• [What the task asks]:
Could you repeat, word for word, every line from the one containing "Give one point for each instance of the departure" through the final line of the records below, and nothing else?

[Object pointing dataset rows]
--- START ---

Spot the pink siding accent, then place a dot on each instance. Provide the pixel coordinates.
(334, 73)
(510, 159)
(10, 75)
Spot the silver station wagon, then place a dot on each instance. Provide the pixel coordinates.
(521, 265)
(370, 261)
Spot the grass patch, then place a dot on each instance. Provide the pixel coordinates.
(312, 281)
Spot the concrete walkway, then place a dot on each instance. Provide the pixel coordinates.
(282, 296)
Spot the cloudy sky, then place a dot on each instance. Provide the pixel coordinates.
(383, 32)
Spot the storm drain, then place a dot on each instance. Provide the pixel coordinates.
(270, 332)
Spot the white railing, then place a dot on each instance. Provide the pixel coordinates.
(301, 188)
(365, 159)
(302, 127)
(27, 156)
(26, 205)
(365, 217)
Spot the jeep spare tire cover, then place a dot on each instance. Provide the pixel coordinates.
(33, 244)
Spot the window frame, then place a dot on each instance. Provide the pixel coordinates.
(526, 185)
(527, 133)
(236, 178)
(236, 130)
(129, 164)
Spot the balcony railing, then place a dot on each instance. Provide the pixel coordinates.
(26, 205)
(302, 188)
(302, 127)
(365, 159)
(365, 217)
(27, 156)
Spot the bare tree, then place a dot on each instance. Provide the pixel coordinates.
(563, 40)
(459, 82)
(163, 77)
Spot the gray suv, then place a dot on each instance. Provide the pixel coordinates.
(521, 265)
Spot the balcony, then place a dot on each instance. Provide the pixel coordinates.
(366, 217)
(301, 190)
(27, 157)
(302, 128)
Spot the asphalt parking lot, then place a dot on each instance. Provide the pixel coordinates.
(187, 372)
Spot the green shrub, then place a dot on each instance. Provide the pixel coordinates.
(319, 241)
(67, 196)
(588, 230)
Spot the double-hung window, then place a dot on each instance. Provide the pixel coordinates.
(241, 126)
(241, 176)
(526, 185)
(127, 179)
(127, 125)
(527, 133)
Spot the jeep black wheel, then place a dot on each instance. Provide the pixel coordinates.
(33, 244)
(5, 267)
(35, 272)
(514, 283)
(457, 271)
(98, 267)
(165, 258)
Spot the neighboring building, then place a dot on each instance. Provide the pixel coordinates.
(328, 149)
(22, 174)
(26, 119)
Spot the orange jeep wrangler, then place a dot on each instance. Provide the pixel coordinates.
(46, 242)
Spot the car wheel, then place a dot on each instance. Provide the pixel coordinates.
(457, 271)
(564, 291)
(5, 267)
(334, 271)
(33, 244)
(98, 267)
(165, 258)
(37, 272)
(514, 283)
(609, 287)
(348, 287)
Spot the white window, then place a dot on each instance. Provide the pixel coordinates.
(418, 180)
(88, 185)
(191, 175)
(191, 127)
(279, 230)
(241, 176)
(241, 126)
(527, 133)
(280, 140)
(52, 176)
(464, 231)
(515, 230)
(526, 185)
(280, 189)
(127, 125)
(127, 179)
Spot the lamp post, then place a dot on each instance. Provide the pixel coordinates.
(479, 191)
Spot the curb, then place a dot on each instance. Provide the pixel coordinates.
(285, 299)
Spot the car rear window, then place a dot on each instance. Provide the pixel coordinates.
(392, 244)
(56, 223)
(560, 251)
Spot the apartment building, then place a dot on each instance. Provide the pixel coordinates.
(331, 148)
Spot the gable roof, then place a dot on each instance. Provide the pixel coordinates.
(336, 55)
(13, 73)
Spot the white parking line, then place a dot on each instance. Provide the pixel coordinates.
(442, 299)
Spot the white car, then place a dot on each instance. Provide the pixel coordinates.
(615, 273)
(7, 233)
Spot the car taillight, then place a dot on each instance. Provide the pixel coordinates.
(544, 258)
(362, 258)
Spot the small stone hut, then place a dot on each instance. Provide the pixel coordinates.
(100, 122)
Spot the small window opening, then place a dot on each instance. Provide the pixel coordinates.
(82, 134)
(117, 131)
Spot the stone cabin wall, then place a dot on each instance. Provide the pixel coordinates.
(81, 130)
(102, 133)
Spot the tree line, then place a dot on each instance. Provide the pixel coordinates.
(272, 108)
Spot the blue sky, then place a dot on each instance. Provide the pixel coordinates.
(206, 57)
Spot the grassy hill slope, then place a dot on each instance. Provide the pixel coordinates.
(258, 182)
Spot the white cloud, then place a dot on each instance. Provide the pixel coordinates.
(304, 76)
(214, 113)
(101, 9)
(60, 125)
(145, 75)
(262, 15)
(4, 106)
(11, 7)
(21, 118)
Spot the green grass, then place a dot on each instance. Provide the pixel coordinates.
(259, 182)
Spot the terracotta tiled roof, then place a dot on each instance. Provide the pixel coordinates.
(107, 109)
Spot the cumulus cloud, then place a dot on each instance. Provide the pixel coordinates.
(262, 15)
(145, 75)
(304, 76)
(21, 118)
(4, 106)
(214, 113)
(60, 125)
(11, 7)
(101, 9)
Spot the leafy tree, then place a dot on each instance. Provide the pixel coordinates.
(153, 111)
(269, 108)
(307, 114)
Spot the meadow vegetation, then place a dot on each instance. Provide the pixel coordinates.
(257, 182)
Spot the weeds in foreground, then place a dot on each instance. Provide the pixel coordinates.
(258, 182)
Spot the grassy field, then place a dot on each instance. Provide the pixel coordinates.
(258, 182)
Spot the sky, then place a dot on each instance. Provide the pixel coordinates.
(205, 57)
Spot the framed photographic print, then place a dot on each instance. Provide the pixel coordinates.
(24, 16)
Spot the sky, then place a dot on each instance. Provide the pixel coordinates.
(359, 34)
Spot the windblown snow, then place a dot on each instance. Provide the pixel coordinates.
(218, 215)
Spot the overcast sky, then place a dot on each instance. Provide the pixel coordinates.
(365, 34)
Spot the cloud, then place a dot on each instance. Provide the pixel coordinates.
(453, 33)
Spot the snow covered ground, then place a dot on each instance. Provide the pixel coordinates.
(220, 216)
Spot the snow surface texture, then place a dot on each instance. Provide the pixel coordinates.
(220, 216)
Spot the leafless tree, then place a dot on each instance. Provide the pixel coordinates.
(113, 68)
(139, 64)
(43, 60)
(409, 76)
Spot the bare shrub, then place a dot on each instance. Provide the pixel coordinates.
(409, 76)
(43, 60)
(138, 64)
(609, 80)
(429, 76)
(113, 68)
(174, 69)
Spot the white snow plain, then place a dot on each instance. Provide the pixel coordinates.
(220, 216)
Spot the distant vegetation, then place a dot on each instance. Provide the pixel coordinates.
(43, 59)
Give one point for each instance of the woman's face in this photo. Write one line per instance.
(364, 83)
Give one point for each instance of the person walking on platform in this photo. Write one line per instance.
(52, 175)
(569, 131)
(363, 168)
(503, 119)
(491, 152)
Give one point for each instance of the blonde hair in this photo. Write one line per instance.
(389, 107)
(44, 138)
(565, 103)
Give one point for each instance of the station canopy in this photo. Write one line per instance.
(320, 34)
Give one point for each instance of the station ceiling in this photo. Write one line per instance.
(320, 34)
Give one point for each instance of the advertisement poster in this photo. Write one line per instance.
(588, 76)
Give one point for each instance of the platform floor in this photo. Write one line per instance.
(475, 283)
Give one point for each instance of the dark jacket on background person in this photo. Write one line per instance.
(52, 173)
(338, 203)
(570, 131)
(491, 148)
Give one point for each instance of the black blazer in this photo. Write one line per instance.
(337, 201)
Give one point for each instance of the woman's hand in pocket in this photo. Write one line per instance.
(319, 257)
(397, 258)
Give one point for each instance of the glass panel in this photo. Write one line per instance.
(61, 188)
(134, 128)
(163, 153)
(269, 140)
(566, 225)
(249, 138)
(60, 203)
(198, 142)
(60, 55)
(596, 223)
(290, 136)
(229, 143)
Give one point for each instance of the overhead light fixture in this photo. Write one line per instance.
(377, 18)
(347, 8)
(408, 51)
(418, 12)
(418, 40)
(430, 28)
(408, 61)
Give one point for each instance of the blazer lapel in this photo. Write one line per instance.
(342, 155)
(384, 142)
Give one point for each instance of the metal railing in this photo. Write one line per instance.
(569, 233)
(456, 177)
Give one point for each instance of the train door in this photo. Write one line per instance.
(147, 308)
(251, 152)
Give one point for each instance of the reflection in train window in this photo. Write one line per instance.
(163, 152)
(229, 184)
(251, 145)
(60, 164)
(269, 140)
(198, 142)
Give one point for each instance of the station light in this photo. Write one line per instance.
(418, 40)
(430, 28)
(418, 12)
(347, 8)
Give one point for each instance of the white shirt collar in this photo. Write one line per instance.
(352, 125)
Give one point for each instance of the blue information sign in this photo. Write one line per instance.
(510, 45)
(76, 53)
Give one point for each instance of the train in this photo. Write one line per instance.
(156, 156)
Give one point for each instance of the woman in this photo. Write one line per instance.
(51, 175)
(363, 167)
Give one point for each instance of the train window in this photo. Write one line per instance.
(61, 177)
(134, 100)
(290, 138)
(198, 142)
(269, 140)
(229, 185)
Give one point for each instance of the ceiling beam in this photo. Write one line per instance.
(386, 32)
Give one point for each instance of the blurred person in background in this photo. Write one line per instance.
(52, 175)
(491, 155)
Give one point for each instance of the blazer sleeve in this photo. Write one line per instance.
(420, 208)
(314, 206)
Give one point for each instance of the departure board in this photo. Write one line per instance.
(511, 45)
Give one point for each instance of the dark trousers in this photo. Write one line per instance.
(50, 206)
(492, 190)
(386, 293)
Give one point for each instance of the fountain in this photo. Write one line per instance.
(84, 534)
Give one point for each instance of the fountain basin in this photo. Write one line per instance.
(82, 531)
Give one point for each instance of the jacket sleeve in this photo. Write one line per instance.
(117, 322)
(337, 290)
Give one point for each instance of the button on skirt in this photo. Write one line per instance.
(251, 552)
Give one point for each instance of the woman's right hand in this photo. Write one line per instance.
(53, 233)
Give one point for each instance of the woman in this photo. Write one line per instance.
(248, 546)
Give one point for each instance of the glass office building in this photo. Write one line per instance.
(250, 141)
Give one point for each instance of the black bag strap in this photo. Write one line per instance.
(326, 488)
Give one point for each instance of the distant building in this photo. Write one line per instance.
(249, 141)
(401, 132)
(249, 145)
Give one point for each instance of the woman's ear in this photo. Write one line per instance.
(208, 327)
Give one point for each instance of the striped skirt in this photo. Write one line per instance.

--- END ---

• [Exercise response]:
Give one point for each instance of the departure board in this photo. Write one line per instance.
(511, 45)
Give one point for each instance of the dark trousers in this photo. Write one line per instance.
(50, 206)
(492, 190)
(386, 293)
Give one point for each instance of the fountain in this photo. Write one line per instance.
(84, 534)
Give one point for each instance of the fountain basin in this photo. Write one line per instance.
(82, 531)
Give one point for each instance of the jacket sleeve in this photo. Write one line per instance.
(117, 322)
(337, 290)
Give one point for each instance of the button on skirt in this photo. Write one line per instance.
(251, 552)
Give one point for each instance of the woman's right hand in this photo. Write one line per instance.
(53, 233)
Give one point for each instance of the woman in this photo. Write one line per instance.
(248, 546)
Give one point for each instance of the glass office building in this photo. Write one line per instance.
(250, 141)
Give one point for each instance of the black bag strap in this photo. Write one line per instance.
(326, 488)
Give one point for each instance of the distant building in this photo. Write one line per instance.
(249, 141)
(401, 132)
(249, 145)
Give one point for each instance of the woman's ear in this photo. Write one line per instance.
(208, 327)
Give one point for each instance of the striped skirt in this photo. Write one line per instance.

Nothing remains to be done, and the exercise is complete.